"""
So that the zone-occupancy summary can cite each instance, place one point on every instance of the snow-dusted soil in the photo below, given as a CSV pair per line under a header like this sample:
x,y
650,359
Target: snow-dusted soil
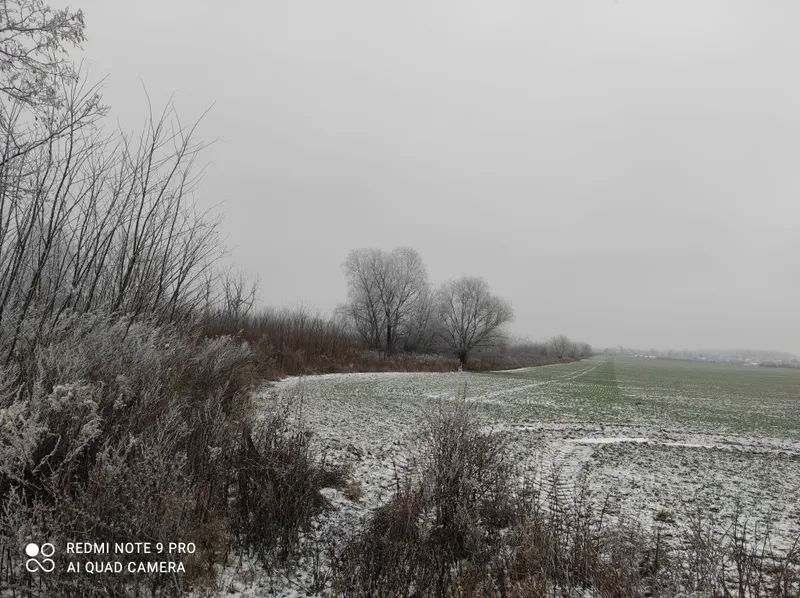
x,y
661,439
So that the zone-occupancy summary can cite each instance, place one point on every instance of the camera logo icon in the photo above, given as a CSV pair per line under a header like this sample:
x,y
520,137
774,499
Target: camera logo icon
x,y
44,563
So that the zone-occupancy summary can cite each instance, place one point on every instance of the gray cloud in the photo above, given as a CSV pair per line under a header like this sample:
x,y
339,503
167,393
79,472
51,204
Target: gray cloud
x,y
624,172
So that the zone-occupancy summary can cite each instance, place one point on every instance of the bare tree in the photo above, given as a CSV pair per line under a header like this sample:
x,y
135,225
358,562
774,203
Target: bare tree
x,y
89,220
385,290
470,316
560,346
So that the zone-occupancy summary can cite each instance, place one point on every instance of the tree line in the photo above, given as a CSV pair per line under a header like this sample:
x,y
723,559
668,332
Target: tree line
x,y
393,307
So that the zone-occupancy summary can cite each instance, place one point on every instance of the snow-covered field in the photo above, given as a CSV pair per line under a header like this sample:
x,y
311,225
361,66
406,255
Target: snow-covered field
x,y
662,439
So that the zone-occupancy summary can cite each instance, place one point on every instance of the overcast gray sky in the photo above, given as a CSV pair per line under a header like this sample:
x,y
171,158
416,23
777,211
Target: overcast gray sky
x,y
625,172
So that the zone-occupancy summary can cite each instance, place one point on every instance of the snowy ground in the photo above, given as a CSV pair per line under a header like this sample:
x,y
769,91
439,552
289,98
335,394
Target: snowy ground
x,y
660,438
"""
"""
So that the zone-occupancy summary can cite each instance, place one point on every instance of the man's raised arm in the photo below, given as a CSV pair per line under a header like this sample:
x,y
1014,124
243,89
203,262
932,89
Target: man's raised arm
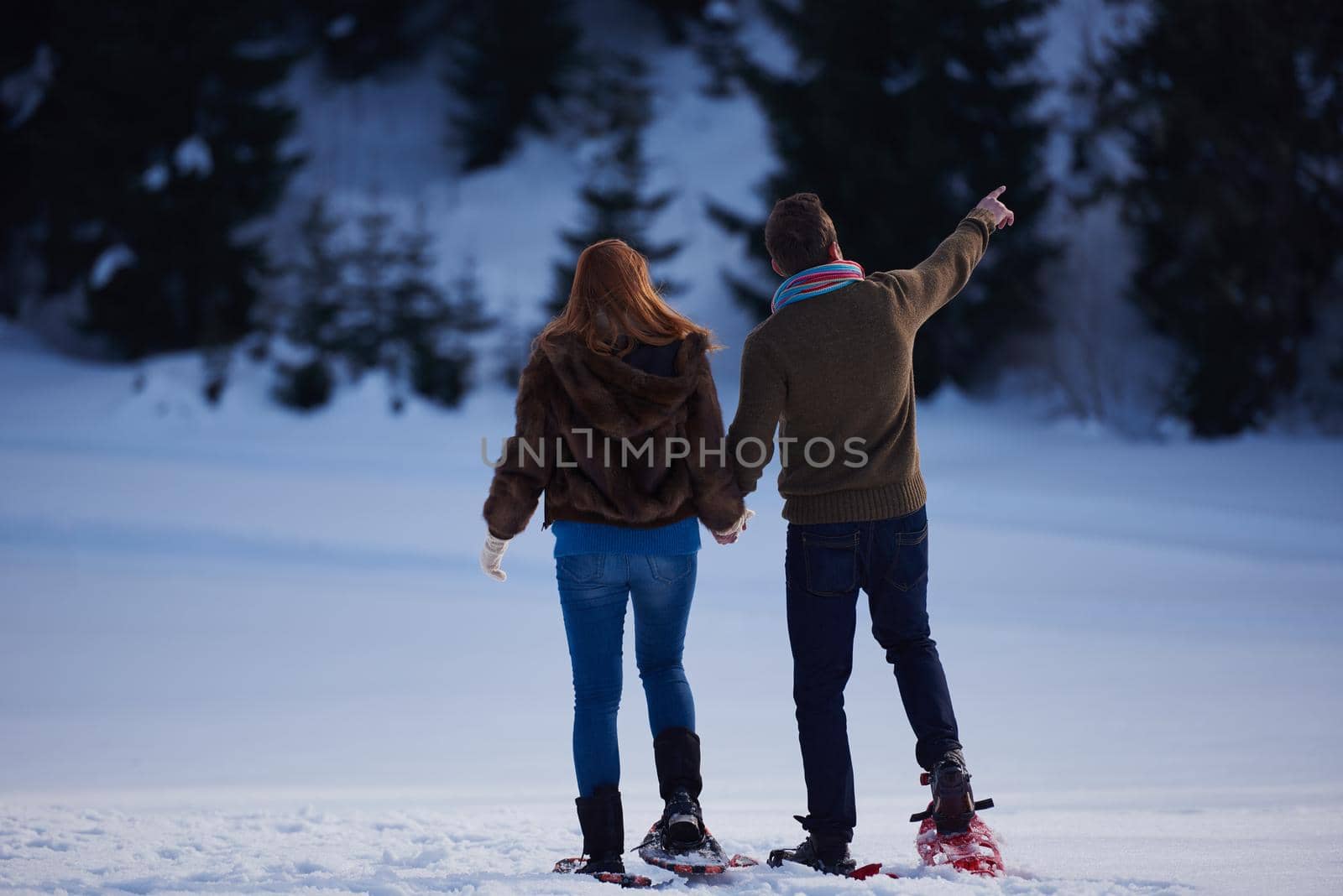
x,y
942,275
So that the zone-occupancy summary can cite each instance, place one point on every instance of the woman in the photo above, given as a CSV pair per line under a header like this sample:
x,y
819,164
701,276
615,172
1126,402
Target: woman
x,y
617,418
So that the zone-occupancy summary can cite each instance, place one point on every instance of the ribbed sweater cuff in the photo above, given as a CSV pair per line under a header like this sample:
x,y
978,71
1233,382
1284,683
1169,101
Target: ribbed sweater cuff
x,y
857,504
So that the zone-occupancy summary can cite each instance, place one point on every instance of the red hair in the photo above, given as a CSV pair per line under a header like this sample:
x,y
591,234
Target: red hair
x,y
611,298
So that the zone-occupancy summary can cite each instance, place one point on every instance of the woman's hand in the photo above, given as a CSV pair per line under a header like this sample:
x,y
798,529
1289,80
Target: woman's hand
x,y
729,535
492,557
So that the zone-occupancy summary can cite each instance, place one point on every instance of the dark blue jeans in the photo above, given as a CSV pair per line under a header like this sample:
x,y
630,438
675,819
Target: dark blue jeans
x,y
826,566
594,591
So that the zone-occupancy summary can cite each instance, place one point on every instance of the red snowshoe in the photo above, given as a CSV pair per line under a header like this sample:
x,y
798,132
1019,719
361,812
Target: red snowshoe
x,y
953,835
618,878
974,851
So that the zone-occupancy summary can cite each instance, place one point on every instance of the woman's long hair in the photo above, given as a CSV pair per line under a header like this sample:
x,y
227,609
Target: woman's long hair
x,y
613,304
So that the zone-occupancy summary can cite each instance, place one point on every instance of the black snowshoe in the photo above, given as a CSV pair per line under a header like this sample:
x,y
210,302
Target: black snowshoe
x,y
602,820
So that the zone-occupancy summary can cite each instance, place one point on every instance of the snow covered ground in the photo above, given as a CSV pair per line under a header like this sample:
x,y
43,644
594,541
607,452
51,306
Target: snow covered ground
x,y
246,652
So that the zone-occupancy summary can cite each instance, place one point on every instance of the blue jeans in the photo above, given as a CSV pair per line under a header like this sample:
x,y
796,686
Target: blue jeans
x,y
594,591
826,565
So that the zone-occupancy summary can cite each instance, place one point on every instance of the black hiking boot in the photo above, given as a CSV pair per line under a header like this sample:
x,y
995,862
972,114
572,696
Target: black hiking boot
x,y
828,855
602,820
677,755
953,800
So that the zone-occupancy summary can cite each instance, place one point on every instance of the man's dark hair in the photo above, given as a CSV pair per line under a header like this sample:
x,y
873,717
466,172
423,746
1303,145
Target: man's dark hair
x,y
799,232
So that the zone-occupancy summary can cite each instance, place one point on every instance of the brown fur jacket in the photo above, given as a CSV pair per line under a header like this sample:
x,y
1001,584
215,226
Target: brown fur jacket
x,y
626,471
"""
The task: Count the lines of the entries above that contain the string "tree", treating uppercase and lowercase as different. Reply with the number alone.

Answer: 4